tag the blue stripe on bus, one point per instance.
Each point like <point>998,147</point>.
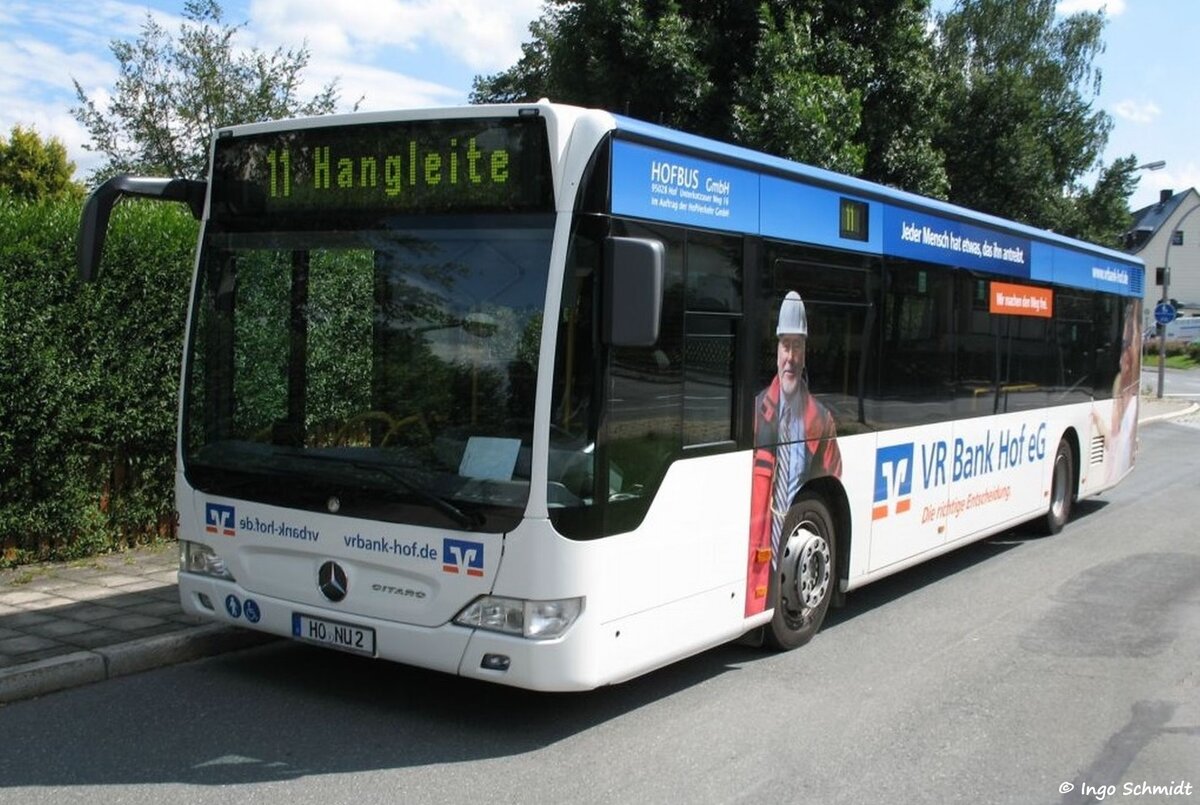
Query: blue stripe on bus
<point>666,185</point>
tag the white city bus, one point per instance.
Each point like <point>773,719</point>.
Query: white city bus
<point>552,397</point>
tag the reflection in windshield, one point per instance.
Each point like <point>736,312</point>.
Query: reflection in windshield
<point>391,370</point>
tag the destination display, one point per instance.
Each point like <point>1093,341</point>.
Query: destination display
<point>447,166</point>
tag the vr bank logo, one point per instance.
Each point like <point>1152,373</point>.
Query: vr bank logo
<point>459,556</point>
<point>893,480</point>
<point>219,518</point>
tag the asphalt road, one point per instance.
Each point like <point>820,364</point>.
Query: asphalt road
<point>1020,670</point>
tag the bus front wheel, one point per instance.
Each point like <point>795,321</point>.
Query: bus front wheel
<point>1062,480</point>
<point>805,574</point>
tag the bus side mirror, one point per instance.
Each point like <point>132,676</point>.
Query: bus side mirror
<point>99,208</point>
<point>634,270</point>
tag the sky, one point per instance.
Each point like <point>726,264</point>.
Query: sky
<point>420,53</point>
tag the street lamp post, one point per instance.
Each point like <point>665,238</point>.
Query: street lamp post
<point>1167,284</point>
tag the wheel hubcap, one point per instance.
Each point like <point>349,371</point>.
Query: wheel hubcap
<point>1059,488</point>
<point>809,562</point>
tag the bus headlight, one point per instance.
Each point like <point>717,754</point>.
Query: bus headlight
<point>201,559</point>
<point>539,620</point>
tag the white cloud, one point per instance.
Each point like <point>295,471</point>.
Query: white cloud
<point>485,35</point>
<point>1110,7</point>
<point>1174,178</point>
<point>1137,112</point>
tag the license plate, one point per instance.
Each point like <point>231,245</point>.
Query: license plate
<point>357,640</point>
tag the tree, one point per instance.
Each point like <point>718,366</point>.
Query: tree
<point>1018,130</point>
<point>831,84</point>
<point>725,68</point>
<point>173,94</point>
<point>33,168</point>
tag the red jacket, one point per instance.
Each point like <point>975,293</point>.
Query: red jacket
<point>825,458</point>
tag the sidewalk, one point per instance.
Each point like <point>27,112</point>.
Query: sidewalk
<point>66,624</point>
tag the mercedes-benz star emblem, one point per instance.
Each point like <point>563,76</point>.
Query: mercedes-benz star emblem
<point>331,581</point>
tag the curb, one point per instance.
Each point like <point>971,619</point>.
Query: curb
<point>1161,418</point>
<point>135,656</point>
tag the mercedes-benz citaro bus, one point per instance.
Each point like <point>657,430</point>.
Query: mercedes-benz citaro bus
<point>552,397</point>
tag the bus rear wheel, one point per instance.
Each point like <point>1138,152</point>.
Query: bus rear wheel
<point>1062,481</point>
<point>805,574</point>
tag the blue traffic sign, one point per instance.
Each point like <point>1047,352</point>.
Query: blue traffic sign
<point>1164,312</point>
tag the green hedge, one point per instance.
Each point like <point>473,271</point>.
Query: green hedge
<point>88,379</point>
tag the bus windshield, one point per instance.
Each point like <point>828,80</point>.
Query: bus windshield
<point>383,373</point>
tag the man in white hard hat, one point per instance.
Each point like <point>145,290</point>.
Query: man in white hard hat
<point>795,439</point>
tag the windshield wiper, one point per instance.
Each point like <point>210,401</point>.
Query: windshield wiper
<point>465,520</point>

=== Work instructions ===
Format the listing above as a Markdown table with two columns, "Row" and "Listing line." Number each line in the first column and put the line itself in the second. Skip blank lines and leave out the pictures.

=== Result ===
| Row | Listing line |
|---|---|
| 1 | tag the blue stripe on bus, one point per instance. |
| 2 | Each point like <point>998,147</point>. |
| 3 | Query: blue stripe on bus |
| 4 | <point>666,185</point> |
| 5 | tag the white city bus, one point per instance. |
| 6 | Each point like <point>773,719</point>. |
| 7 | Query: white city bus |
| 8 | <point>552,397</point> |
| 9 | tag the reflection in windshield, one point per instance. |
| 10 | Each point like <point>736,312</point>. |
| 11 | Query: reflection in windshield |
| 12 | <point>391,370</point> |
| 13 | tag the destination display, one point per instance. |
| 14 | Each point like <point>1093,341</point>. |
| 15 | Query: destination display |
| 16 | <point>447,166</point> |
| 17 | tag the vr bank logo, one point per instance. |
| 18 | Each point like <point>1152,373</point>. |
| 19 | Query: vr bank logo |
| 20 | <point>459,556</point> |
| 21 | <point>893,480</point> |
| 22 | <point>219,518</point> |
| 23 | tag the asphalt road, one point per instance. |
| 24 | Each point like <point>820,364</point>. |
| 25 | Query: asphalt road |
| 26 | <point>1020,670</point> |
| 27 | tag the bus front wheel, one point per instance. |
| 28 | Each point like <point>795,321</point>. |
| 29 | Query: bus front wheel |
| 30 | <point>1062,480</point> |
| 31 | <point>805,574</point> |
| 32 | tag the bus side mirror, one point per instance. |
| 33 | Each point like <point>132,676</point>. |
| 34 | Query: bus side mirror |
| 35 | <point>99,208</point> |
| 36 | <point>634,270</point> |
| 37 | tag the sky, one point per instance. |
| 38 | Each point like <point>726,264</point>. |
| 39 | Query: sky |
| 40 | <point>420,53</point> |
| 41 | tag the street lamp post, one point per instance. |
| 42 | Each point like <point>665,238</point>. |
| 43 | Query: street lamp post |
| 44 | <point>1167,284</point> |
| 45 | tag the wheel hubcap, one point per instance. |
| 46 | Each point like <point>349,371</point>. |
| 47 | Query: wheel hubcap |
| 48 | <point>1059,488</point> |
| 49 | <point>809,562</point> |
| 50 | tag the bus headlight, one point per instance. |
| 51 | Each point like <point>717,754</point>. |
| 52 | Query: bus headlight |
| 53 | <point>201,559</point> |
| 54 | <point>539,620</point> |
| 55 | tag the white cloud, one point per instance. |
| 56 | Each point like <point>295,471</point>. |
| 57 | Query: white cloud |
| 58 | <point>485,35</point> |
| 59 | <point>1110,7</point> |
| 60 | <point>1174,178</point> |
| 61 | <point>1137,112</point> |
| 62 | tag the license plate, one point per instance. |
| 63 | Each point like <point>231,245</point>. |
| 64 | Query: license plate |
| 65 | <point>357,640</point> |
| 66 | tag the tree, one point per instance. |
| 67 | Each point like <point>718,366</point>. |
| 68 | Query: tree |
| 69 | <point>1018,130</point> |
| 70 | <point>831,84</point> |
| 71 | <point>725,68</point> |
| 72 | <point>173,94</point> |
| 73 | <point>33,168</point> |
| 74 | tag the red jacket, one point per instance. |
| 75 | Each point like <point>975,293</point>. |
| 76 | Query: red jacket |
| 77 | <point>825,458</point> |
| 78 | tag the sidewalk, one point per instance. |
| 79 | Each point like <point>27,112</point>. |
| 80 | Query: sidewalk |
| 81 | <point>66,624</point> |
| 82 | tag the mercedes-benz star emblem, one point per instance. |
| 83 | Each point like <point>563,76</point>. |
| 84 | Query: mercedes-benz star emblem |
| 85 | <point>331,581</point> |
| 86 | tag the curb, one point per instance. |
| 87 | Each point like <point>971,619</point>. |
| 88 | Query: curb |
| 89 | <point>1161,418</point> |
| 90 | <point>135,656</point> |
| 91 | tag the mercedes-benz citaro bus, one point per instance. |
| 92 | Each point like <point>657,430</point>. |
| 93 | Query: mercedes-benz citaro bus |
| 94 | <point>552,397</point> |
| 95 | tag the bus rear wheel, one point per instance. |
| 96 | Each point like <point>1138,152</point>. |
| 97 | Query: bus rear wheel |
| 98 | <point>1062,481</point> |
| 99 | <point>805,574</point> |
| 100 | tag the blue traffic sign, one point per instance. |
| 101 | Each point like <point>1047,352</point>. |
| 102 | Query: blue traffic sign |
| 103 | <point>1164,312</point> |
| 104 | tag the green hedge, one point per instance. |
| 105 | Each point like <point>473,271</point>. |
| 106 | Query: green hedge |
| 107 | <point>88,379</point> |
| 108 | tag the bus windshield, one point per instance. |
| 109 | Each point like <point>828,80</point>. |
| 110 | Query: bus windshield |
| 111 | <point>383,373</point> |
| 112 | tag the man in white hard hat, one point per instance. |
| 113 | Each point like <point>145,290</point>. |
| 114 | Query: man in white hard hat |
| 115 | <point>795,439</point> |
| 116 | tag the windshield wiper, one point per instance. |
| 117 | Each point like <point>210,401</point>. |
| 118 | Query: windshield wiper |
| 119 | <point>465,520</point> |